◆ **ASSIGNMENT**: Retype the following records exactly and exclude the pictures.

*** EXTRACTED MATERIAL

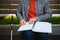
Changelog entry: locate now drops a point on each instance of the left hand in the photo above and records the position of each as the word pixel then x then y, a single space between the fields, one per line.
pixel 32 20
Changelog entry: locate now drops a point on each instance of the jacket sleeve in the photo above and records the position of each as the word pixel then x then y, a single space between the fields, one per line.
pixel 19 11
pixel 46 14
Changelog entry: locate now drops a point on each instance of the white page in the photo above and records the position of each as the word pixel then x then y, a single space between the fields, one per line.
pixel 27 26
pixel 44 27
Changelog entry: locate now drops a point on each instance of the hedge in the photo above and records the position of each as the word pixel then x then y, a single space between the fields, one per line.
pixel 8 20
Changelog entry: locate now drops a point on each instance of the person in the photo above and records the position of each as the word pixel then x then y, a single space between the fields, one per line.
pixel 31 11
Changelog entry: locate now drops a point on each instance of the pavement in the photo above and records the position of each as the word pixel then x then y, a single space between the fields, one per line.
pixel 5 32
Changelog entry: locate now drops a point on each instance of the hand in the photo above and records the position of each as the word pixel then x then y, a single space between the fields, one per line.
pixel 32 20
pixel 22 22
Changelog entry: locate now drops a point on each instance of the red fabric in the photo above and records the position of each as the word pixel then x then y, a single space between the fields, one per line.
pixel 32 9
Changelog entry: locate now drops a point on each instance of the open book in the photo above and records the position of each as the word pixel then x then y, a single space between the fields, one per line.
pixel 43 27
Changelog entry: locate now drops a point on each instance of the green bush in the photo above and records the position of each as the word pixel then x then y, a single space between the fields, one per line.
pixel 8 20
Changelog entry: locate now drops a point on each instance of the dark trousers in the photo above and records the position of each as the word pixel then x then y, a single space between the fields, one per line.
pixel 29 35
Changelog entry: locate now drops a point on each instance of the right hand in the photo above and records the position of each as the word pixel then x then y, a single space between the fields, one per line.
pixel 22 22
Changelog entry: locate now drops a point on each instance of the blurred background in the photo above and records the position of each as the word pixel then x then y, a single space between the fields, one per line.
pixel 8 9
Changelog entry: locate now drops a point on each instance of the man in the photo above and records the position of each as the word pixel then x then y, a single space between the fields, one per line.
pixel 31 11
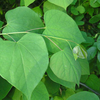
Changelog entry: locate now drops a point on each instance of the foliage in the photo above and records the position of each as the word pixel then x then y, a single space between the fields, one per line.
pixel 50 50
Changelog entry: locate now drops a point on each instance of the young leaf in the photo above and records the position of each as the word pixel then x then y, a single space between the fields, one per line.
pixel 26 62
pixel 61 29
pixel 21 19
pixel 84 95
pixel 65 67
pixel 62 3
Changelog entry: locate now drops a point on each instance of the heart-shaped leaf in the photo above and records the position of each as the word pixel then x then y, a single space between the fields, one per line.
pixel 83 96
pixel 62 3
pixel 23 63
pixel 26 2
pixel 65 67
pixel 61 29
pixel 60 81
pixel 21 19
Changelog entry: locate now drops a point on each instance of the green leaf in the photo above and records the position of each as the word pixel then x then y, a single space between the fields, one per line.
pixel 84 95
pixel 98 1
pixel 95 19
pixel 58 98
pixel 92 51
pixel 1 23
pixel 62 3
pixel 67 93
pixel 81 9
pixel 21 19
pixel 74 10
pixel 98 43
pixel 65 67
pixel 24 59
pixel 85 66
pixel 26 2
pixel 5 87
pixel 49 6
pixel 15 94
pixel 38 11
pixel 98 56
pixel 90 11
pixel 98 25
pixel 93 82
pixel 98 66
pixel 80 51
pixel 84 78
pixel 61 29
pixel 74 2
pixel 51 86
pixel 60 81
pixel 89 40
pixel 40 92
pixel 94 4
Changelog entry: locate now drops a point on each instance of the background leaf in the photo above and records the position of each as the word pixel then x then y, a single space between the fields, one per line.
pixel 83 96
pixel 63 3
pixel 84 66
pixel 49 6
pixel 26 2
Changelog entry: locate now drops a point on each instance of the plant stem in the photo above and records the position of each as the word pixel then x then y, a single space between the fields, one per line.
pixel 28 31
pixel 2 27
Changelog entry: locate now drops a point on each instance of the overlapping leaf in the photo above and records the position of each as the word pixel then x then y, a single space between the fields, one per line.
pixel 62 3
pixel 61 29
pixel 21 19
pixel 60 81
pixel 84 96
pixel 23 63
pixel 65 67
pixel 26 2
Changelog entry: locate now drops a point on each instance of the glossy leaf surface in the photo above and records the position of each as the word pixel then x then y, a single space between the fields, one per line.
pixel 62 3
pixel 65 67
pixel 61 30
pixel 84 96
pixel 24 59
pixel 21 19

******

◆ **REPLY**:
Changelog entry: locate now drops a point on each instance of the left hand in the photo above and records the position of each as the word pixel then x then y, a single space between the fields, one per line.
pixel 32 20
Changelog entry: locate now drops a point on each instance of the jacket sleeve in the photo above and records the position of each as the word pixel then x then y, a single space between the fields, one per line.
pixel 19 11
pixel 46 14
Changelog entry: locate now drops a point on each instance of the white page in the photo above and records the position of each as the word pixel then x then y, a single space between the fields, one per line.
pixel 27 26
pixel 44 27
Changelog entry: locate now drops a point on each instance of the hedge in the photo above and records the position of each as the word pixel then x then y, a single space between the fields, one per line.
pixel 8 20
Changelog entry: locate now drops a point on each instance of the person in the photo above and records the position of each as the word pixel then x then y, a single space between the fields, one per line.
pixel 31 11
Changelog entry: locate now drops a point on each instance of the pavement in the photo above and records the position of each as the word pixel then x then y, a single space between the fields, one per line.
pixel 5 32
Changelog entry: locate now drops a point on each instance of the hand in the photo above and records the position of each as the word pixel then x then y, a single space between the fields, one per line.
pixel 32 20
pixel 22 22
Changelog entry: locate now drops a point on each instance of the red fabric in the photo above and records the position of each as the word pixel then x then y, a single space between the fields, one per line.
pixel 32 9
Changelog entry: locate now drops a point on each instance of the open book in the photo above and records the position of each as the word pixel then x then y, a single space between the fields, one per line.
pixel 43 27
Changelog entry: locate now drops a point on each instance of the green bush in the photo above and records the position of each as the word pixel then x then y, a single space between the fields, one per line.
pixel 8 20
Changelog entry: locate now drops a point on each instance of the dark trousers in the photo above and records the position of each as the word pixel then x then y, a single space between the fields, one per line.
pixel 29 35
Changelog entry: locate now drops a point on each instance of the right hand in the photo above and records the position of each as the word pixel then x then y, a single space between the fields, one per line.
pixel 22 22
Changelog entry: locate now drops a point on each instance of the blurred background in the photo above and records the position of each as the word pixel then x then y, a single space between the fields, one per line.
pixel 8 9
Changelog entry: locate now drops a point on each instance of the man in the photo above and records the position of each as the word pixel then x then y, a single space between the fields, one per line.
pixel 31 11
Changelog entry: locate now drops a point on each instance of the foliage in the photo above and records the position of each as the word pixel then x then y, a single space between the fields, one per line.
pixel 50 50
Changelog entry: locate now drops a point on each instance of the young leaf in the photo above and records the position of each as the word pixel then x then y, a single space between the fields, one per line.
pixel 26 62
pixel 61 29
pixel 21 19
pixel 84 95
pixel 65 67
pixel 62 3
Changelog entry: locate now drops a point on each instance of the heart-shaped leaf in the photo above and records the position of each as the word pixel then x then y, a single space between the fields, one per line.
pixel 83 96
pixel 62 3
pixel 23 63
pixel 26 2
pixel 65 67
pixel 61 29
pixel 60 81
pixel 21 19
Changelog entry: locate now drops a point on each instance of the green leaf in the photo above and records the position of each as the word pixel then x then y, a single space between the fields, one per line.
pixel 84 95
pixel 98 1
pixel 95 19
pixel 58 98
pixel 92 51
pixel 1 23
pixel 62 3
pixel 67 93
pixel 81 9
pixel 21 19
pixel 74 10
pixel 98 43
pixel 65 67
pixel 24 59
pixel 85 66
pixel 26 2
pixel 5 87
pixel 49 6
pixel 15 94
pixel 38 11
pixel 98 56
pixel 90 11
pixel 98 25
pixel 93 82
pixel 98 66
pixel 80 51
pixel 84 78
pixel 61 29
pixel 74 2
pixel 51 86
pixel 60 81
pixel 89 40
pixel 40 92
pixel 94 4
Changelog entry: locate now drops a point on each instance of the background leaf in the photo above and records the position of each as the word pixel then x then y, a single space between the fields, one per line.
pixel 83 96
pixel 63 3
pixel 84 66
pixel 49 6
pixel 26 2
Changelog entry: locate now drops a point on each instance of the plant stem in the photo above and records the position of each as the word pixel then x then y, a single space between the fields, one per line.
pixel 28 31
pixel 2 27
Changelog entry: locate now drops a point on each instance of the overlapping leaf in the photo above and records the position of each as the word pixel then x then y, a single space between the fields, one per line.
pixel 62 3
pixel 61 29
pixel 21 19
pixel 60 81
pixel 84 96
pixel 23 63
pixel 65 67
pixel 26 2
Changelog entry: locate now drops a point on each instance of the glossy leaf surface in the photo above and records the position of each as the word pixel then x then y, a single space between the fields, one per line.
pixel 62 3
pixel 65 67
pixel 61 30
pixel 84 96
pixel 24 59
pixel 21 19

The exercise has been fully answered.